- **Excerpt to read**:
_____
Registration for the spring term of classes has already begun for some, and like every registration period, it is a bloodbath.

There are no friends when it comes to registration; there are only competitors for the coveted seat in the class with the highest rated professor on ratemyprofessor.com.

The perfect class times are also up for grabs, but only for those who painstakingly await the hour when the floodgates open and students are allowed to enter their previously decided upon CRN course numbers.

It’s such a desperate process simply because of what’s at stake. Not only are students forfeiting hundreds of dollars per credit hour, they’re also committing hundreds of hours over the span of the coming fifteen week semester to a select group of classes that they may or may not get into.

That helps to explain why I unblinkingly stared down the clock at 10:29 a.m. Monday while on my laptop. I squatted in the Arts and Science Commons lobby, just daring the clock to roll over to the next minute so that I could frantically type in my desired courses before they filled up and I was added to the dreaded purgatory that is a course waitlist.
_____
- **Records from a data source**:
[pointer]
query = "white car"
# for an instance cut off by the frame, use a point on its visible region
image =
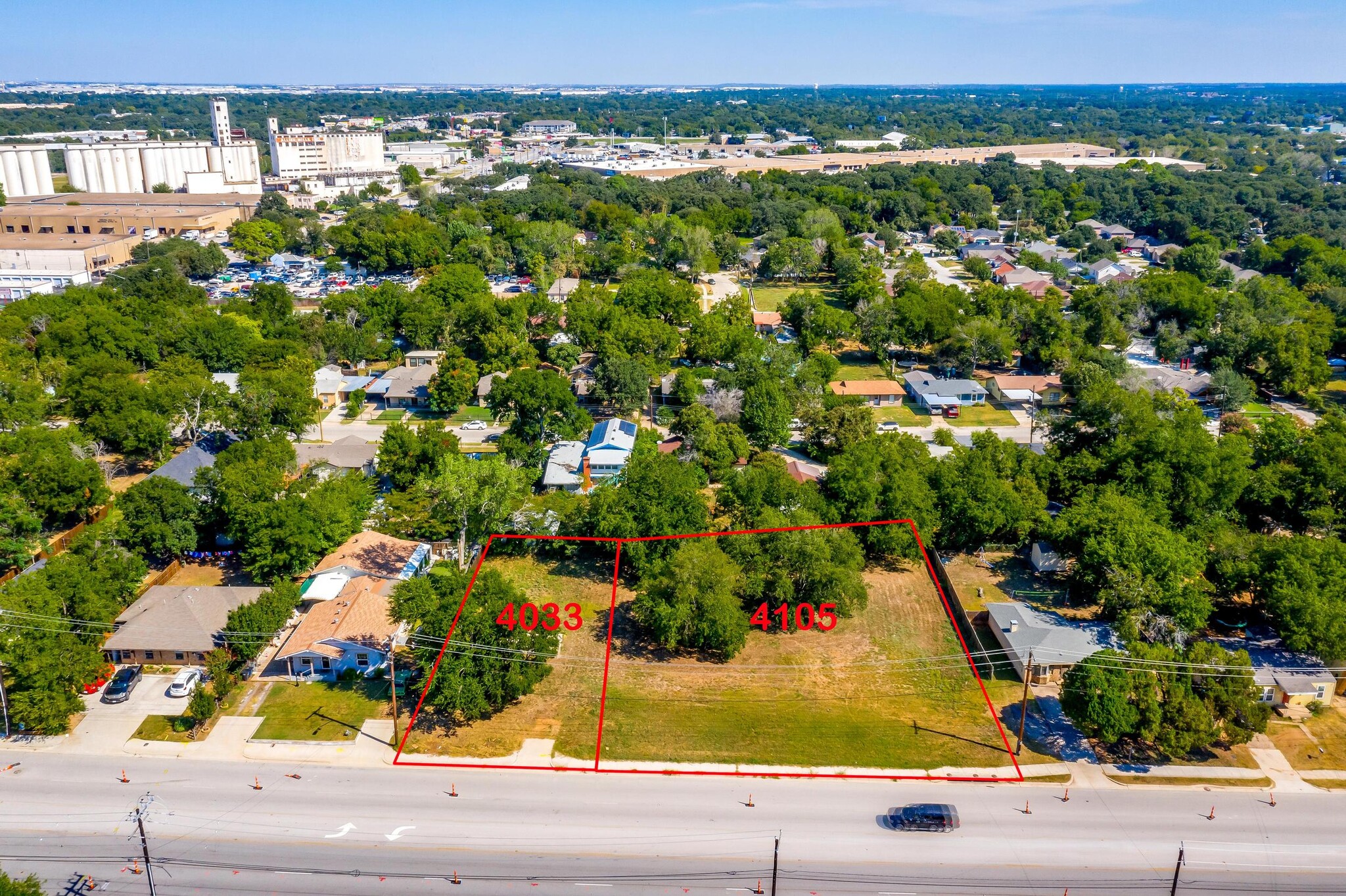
(185, 683)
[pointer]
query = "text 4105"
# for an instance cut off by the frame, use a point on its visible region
(802, 617)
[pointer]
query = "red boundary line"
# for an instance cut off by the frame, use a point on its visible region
(935, 579)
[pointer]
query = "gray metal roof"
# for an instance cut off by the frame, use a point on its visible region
(1053, 639)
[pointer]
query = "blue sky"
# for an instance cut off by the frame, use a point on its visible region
(676, 42)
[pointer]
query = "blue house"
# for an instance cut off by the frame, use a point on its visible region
(575, 466)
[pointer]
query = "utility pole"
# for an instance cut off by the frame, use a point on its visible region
(392, 676)
(142, 807)
(1023, 702)
(5, 704)
(1182, 848)
(776, 861)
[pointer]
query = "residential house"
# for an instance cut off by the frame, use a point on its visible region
(174, 625)
(1045, 389)
(484, 386)
(422, 358)
(183, 466)
(575, 466)
(367, 553)
(562, 288)
(766, 321)
(935, 393)
(350, 453)
(1053, 642)
(879, 393)
(331, 386)
(349, 631)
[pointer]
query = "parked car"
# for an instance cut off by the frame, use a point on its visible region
(92, 688)
(185, 683)
(119, 689)
(940, 817)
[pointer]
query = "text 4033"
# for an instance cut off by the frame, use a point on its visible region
(529, 617)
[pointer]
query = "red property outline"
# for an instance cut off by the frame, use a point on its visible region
(607, 657)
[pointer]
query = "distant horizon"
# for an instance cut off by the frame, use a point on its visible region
(680, 42)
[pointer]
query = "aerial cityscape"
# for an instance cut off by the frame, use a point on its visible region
(806, 449)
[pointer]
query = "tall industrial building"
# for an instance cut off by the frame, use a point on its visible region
(229, 163)
(300, 152)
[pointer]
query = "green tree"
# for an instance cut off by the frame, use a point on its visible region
(540, 401)
(258, 240)
(766, 414)
(159, 518)
(692, 602)
(473, 498)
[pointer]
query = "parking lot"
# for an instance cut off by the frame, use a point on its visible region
(109, 724)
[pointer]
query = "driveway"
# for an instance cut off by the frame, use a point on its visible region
(106, 724)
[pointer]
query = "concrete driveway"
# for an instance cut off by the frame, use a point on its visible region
(114, 724)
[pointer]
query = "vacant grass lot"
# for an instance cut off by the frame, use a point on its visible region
(322, 711)
(565, 706)
(769, 298)
(906, 413)
(985, 414)
(886, 689)
(160, 728)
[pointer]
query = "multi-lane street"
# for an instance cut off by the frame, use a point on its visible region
(399, 830)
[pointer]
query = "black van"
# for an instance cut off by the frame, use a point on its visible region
(925, 817)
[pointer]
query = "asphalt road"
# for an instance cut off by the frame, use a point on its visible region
(567, 833)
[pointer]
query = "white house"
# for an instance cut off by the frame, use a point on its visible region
(574, 466)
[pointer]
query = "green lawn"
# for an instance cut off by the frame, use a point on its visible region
(906, 413)
(160, 728)
(322, 711)
(983, 416)
(769, 298)
(848, 697)
(470, 412)
(860, 365)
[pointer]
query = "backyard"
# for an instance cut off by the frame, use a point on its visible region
(322, 711)
(565, 707)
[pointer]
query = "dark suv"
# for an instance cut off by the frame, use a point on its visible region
(925, 817)
(119, 689)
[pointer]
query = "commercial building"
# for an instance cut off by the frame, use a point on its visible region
(548, 127)
(124, 214)
(229, 163)
(64, 254)
(300, 152)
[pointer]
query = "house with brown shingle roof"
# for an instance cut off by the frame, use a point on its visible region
(349, 631)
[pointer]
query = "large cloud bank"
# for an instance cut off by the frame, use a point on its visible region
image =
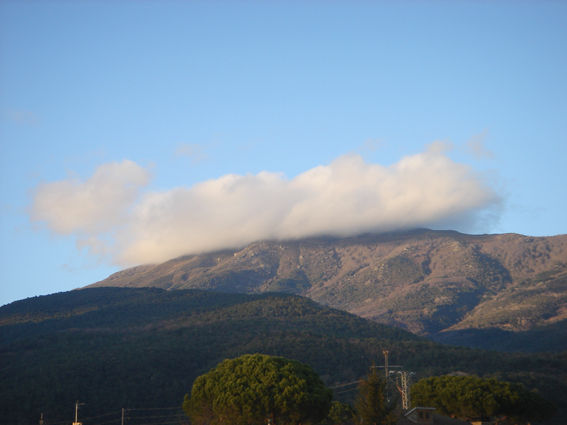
(113, 215)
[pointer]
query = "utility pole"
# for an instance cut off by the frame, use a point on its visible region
(77, 413)
(403, 388)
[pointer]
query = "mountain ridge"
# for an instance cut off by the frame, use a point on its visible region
(114, 348)
(426, 281)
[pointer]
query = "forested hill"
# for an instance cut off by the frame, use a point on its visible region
(461, 288)
(114, 348)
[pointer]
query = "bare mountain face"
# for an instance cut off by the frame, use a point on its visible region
(425, 281)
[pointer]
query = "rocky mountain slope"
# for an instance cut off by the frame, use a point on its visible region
(426, 281)
(141, 348)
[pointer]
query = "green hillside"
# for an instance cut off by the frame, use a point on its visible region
(143, 347)
(432, 283)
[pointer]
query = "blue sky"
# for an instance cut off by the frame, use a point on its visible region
(125, 126)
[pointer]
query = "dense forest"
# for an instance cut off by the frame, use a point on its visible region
(135, 348)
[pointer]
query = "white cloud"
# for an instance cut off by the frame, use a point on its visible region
(98, 204)
(347, 197)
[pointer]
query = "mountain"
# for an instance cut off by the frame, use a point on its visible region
(141, 348)
(442, 284)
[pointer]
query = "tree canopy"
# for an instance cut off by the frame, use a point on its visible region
(471, 397)
(372, 407)
(253, 388)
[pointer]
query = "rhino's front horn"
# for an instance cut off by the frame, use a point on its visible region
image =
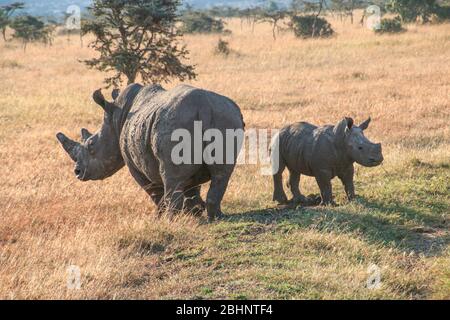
(85, 134)
(69, 145)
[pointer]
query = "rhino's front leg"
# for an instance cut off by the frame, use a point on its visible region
(278, 192)
(155, 191)
(294, 181)
(220, 175)
(193, 202)
(346, 178)
(324, 181)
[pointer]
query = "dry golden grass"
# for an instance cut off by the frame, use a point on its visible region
(49, 220)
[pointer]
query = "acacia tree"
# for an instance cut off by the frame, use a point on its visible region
(6, 12)
(137, 37)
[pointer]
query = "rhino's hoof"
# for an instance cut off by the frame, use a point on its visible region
(328, 204)
(218, 216)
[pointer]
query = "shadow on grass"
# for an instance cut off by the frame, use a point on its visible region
(412, 229)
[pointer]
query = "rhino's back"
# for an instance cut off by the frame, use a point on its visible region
(295, 143)
(156, 113)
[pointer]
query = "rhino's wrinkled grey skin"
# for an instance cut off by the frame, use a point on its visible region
(136, 132)
(324, 153)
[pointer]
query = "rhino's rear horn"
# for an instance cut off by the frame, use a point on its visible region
(98, 97)
(69, 145)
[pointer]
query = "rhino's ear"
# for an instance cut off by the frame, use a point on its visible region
(98, 97)
(343, 126)
(85, 134)
(115, 93)
(69, 145)
(365, 124)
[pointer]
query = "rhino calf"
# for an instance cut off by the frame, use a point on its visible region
(324, 153)
(137, 132)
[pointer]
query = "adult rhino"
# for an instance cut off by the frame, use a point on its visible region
(137, 132)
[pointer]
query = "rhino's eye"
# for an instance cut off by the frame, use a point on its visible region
(91, 147)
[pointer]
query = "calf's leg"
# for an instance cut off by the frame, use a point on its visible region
(347, 180)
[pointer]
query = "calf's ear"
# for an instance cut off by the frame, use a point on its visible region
(363, 126)
(343, 126)
(115, 93)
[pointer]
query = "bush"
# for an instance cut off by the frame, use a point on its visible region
(311, 27)
(390, 26)
(30, 29)
(410, 10)
(200, 22)
(222, 48)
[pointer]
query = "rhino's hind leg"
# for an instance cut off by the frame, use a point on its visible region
(193, 202)
(278, 192)
(294, 182)
(324, 182)
(220, 175)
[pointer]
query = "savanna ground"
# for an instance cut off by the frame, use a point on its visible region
(400, 221)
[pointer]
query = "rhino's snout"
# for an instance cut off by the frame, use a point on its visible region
(376, 156)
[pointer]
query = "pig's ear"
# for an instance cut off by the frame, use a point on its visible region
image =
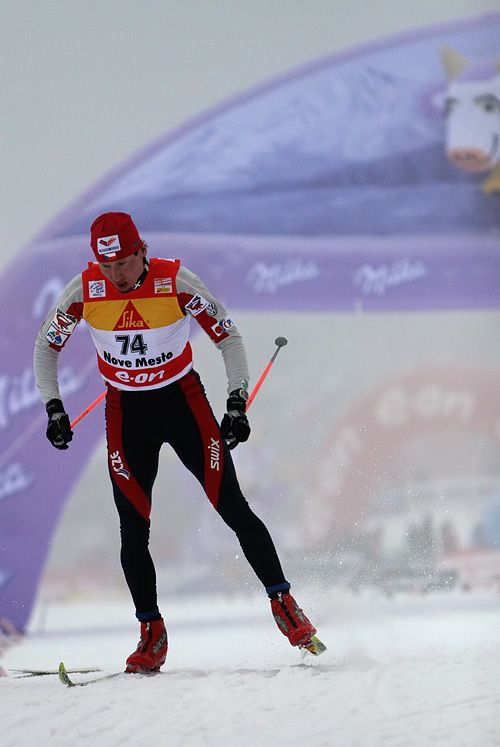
(453, 62)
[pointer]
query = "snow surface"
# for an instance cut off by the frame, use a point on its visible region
(400, 671)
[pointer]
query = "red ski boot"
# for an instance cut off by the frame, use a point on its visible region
(294, 624)
(151, 650)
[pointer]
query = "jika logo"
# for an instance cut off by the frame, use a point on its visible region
(214, 450)
(117, 465)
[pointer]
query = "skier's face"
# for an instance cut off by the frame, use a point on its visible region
(124, 273)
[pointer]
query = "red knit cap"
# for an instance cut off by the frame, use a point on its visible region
(114, 236)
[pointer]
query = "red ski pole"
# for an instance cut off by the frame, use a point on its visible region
(88, 409)
(279, 342)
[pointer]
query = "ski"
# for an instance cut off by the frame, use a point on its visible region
(314, 646)
(66, 679)
(44, 672)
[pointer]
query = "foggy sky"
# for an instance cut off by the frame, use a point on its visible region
(85, 84)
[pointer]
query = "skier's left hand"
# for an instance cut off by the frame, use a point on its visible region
(234, 427)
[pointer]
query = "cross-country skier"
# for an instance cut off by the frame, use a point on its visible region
(138, 313)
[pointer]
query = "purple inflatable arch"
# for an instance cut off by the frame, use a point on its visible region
(328, 189)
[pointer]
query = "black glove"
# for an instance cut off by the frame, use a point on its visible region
(59, 430)
(234, 427)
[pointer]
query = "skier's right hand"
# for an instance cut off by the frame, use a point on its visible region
(59, 430)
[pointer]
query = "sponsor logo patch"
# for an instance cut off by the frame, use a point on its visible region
(212, 309)
(55, 336)
(117, 465)
(197, 304)
(222, 326)
(163, 285)
(65, 322)
(130, 319)
(108, 245)
(97, 288)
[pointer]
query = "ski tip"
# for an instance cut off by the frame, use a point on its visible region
(63, 675)
(314, 646)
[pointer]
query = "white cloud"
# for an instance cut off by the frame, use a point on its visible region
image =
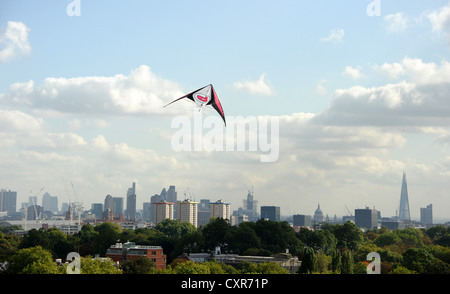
(336, 36)
(14, 41)
(440, 19)
(396, 23)
(255, 87)
(419, 100)
(141, 92)
(320, 88)
(354, 73)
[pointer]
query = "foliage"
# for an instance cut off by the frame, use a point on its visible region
(309, 262)
(338, 248)
(140, 265)
(90, 266)
(347, 263)
(34, 260)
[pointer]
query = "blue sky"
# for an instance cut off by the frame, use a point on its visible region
(80, 96)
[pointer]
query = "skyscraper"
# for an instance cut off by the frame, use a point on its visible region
(161, 211)
(187, 211)
(366, 218)
(220, 209)
(49, 202)
(131, 203)
(270, 212)
(426, 215)
(8, 200)
(404, 202)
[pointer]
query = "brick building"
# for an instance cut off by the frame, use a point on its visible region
(128, 251)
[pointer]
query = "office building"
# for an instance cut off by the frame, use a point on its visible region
(162, 210)
(366, 218)
(404, 214)
(131, 203)
(318, 215)
(220, 209)
(186, 211)
(50, 203)
(97, 210)
(34, 212)
(426, 215)
(203, 212)
(301, 220)
(8, 201)
(113, 207)
(271, 213)
(128, 251)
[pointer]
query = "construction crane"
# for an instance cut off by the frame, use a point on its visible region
(349, 213)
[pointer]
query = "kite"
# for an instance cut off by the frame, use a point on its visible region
(203, 97)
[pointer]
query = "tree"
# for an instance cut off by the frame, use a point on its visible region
(348, 236)
(323, 262)
(86, 237)
(309, 262)
(140, 265)
(216, 233)
(174, 228)
(91, 266)
(386, 239)
(336, 261)
(244, 238)
(33, 260)
(347, 263)
(108, 234)
(8, 245)
(417, 259)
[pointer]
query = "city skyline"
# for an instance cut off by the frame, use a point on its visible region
(170, 196)
(360, 96)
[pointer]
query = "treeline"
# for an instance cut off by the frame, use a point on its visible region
(339, 248)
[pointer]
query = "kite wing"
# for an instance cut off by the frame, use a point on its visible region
(204, 96)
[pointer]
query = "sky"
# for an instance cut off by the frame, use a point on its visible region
(359, 90)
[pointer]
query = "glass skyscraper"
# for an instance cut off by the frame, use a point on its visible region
(404, 202)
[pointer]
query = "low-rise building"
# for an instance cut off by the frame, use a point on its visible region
(128, 251)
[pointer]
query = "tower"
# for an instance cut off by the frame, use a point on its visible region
(404, 202)
(131, 203)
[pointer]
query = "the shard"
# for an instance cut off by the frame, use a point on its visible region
(404, 202)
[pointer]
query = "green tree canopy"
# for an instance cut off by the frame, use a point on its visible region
(33, 260)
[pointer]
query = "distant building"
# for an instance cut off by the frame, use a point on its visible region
(162, 210)
(187, 211)
(34, 212)
(97, 210)
(249, 209)
(131, 203)
(318, 215)
(392, 224)
(220, 209)
(128, 251)
(426, 215)
(366, 218)
(404, 214)
(203, 212)
(270, 212)
(8, 201)
(114, 206)
(50, 203)
(301, 220)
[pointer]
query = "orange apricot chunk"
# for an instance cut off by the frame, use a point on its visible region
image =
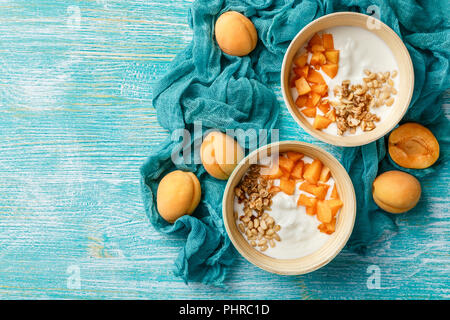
(330, 69)
(315, 77)
(302, 86)
(328, 42)
(294, 156)
(309, 112)
(301, 101)
(286, 164)
(300, 61)
(332, 56)
(287, 186)
(304, 200)
(324, 213)
(413, 146)
(312, 172)
(297, 172)
(325, 174)
(321, 122)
_____
- **Problems and tasks**:
1) Answer these questions about the registration piece:
(a) Which website is named as the source of professor ratings?
(b) How long is the coming semester said to last?
(c) Where was the writer waiting at 10:29 a.m. Monday?
2) Repeat the registration piece word for word from "That helps to" to "a course waitlist.".
3) Pick up the registration piece after its last sentence and keep writing it.
The listing comes from a separate source, not from the registration piece.

- **Solved tasks**:
1)
(a) ratemyprofessor.com
(b) Fifteen weeks
(c) In the Arts and Science Commons lobby

2)
That helps to explain why I unblinkingly stared down the clock at 10:29 a.m. Monday while on my laptop. I squatted in the Arts and Science Commons lobby, just daring the clock to roll over to the next minute so that I could frantically type in my desired courses before they filled up and I was added to the dreaded purgatory that is a course waitlist.

3)
I was fortunate enough to get into all of the classes that I was hoping to, but the mounting feeling of extreme anxiety leading up to the moment of registration can be a toxic amount of stress for students to deal with.

Each student is issued an adviser to help guide him or her through the tumultuous and stressful path to graduation. Yet with multiple students to oversee for every adviser, it must be difficult to prioritize individual students, especially during registration season when everyone is clamoring for their attention.

Nevertheless, each student has a hold placed on his or her account, which forbids the adding or dropping of classes until that student seeks out his or her adviser for a meeting. How much clarification and relief can come from this brief melding of minds may leave a bit to be desired.

For as much as students are spending on tuition, it shouldn’t be such a struggle to get into the classes that are necessary to graduate. In an ideal world, such stiff contention wouldn’t be necessary thanks to plenty of options at varying times throughout the day, but unfortunately that world cannot reasonably exist.

Therefore, registration will go on as a Hunger Games style showdown, where there are no winners. All that we can hope for is that the odds be ever in our favor.